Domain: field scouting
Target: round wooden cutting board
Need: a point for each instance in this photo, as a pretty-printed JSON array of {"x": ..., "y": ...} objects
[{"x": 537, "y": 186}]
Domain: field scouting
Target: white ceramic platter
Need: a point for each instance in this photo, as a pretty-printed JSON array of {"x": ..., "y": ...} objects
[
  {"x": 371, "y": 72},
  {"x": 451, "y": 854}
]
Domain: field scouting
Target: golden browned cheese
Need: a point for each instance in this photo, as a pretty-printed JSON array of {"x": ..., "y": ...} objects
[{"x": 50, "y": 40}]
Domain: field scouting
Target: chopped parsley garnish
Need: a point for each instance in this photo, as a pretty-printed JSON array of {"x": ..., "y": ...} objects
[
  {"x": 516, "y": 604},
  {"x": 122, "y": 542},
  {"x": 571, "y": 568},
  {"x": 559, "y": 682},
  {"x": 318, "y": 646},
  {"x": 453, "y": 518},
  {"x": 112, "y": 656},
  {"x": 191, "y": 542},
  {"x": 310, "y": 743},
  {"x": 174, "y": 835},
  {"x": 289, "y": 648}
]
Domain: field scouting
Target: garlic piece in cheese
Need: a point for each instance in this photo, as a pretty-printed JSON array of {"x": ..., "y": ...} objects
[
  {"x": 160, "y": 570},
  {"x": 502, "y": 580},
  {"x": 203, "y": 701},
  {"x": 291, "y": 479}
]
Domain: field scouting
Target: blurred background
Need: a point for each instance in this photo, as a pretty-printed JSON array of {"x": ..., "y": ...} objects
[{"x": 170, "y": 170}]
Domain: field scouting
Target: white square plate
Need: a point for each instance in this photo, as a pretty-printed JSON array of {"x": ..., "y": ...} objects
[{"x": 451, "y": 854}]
* * * *
Could you find every line in the records above that contains the word "cheese" and copy it?

Target: golden browned cheese
Target: garlic piece in cheese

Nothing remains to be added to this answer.